Copy the records below, swapping every "outline" for "boundary" and leaving all other text the same.

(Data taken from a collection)
***
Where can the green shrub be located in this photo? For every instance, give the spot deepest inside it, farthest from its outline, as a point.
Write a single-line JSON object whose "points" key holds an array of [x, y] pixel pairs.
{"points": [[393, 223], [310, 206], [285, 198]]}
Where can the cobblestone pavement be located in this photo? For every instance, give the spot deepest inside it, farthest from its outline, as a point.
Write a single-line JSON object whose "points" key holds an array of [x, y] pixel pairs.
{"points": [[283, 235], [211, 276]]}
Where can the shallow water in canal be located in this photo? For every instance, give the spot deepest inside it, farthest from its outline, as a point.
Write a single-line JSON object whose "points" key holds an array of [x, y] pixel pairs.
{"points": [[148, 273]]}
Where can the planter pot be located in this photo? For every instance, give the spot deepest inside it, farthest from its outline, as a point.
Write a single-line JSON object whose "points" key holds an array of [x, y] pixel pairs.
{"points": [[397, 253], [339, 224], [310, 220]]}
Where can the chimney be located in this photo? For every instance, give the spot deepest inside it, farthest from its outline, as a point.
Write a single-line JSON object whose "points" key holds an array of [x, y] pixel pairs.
***
> Task response:
Where can the green shrub be located in this photo? For every instance, give the spot deepest inside it, farthest from its boundary, as a point.
Write a single-line JSON object whose "points" key holds an array of [x, y] pixel pairs.
{"points": [[393, 223], [310, 206], [285, 198]]}
Where can the cobblestone pavement be located in this photo? For every instance, give the spot deepest inside it, farthest from its boundary, as a point.
Write a single-line JSON object whose "points" key holds an array of [x, y] pixel pairs.
{"points": [[283, 235], [211, 276]]}
Where can the shallow water in canal be located in this photo? For every instance, give the spot deepest inside it, farthest from its boundary, as a point.
Write a single-line JSON object whose "points" key holds an array of [x, y] pixel pairs.
{"points": [[148, 273]]}
Where can the planter pot be located in this photo? For every instance, give the spot deepest inside it, farthest from its boundary, as a point.
Write a single-line JSON object whose "points" key holds an array of [x, y] pixel pairs.
{"points": [[397, 253], [339, 224], [310, 220]]}
Where can the chimney be located in this photo? For every instance, give the spot deepest inside it, farthest from its boundary, as a point.
Write a single-line JSON object whose "points" key holds an array of [x, y] pixel pairs.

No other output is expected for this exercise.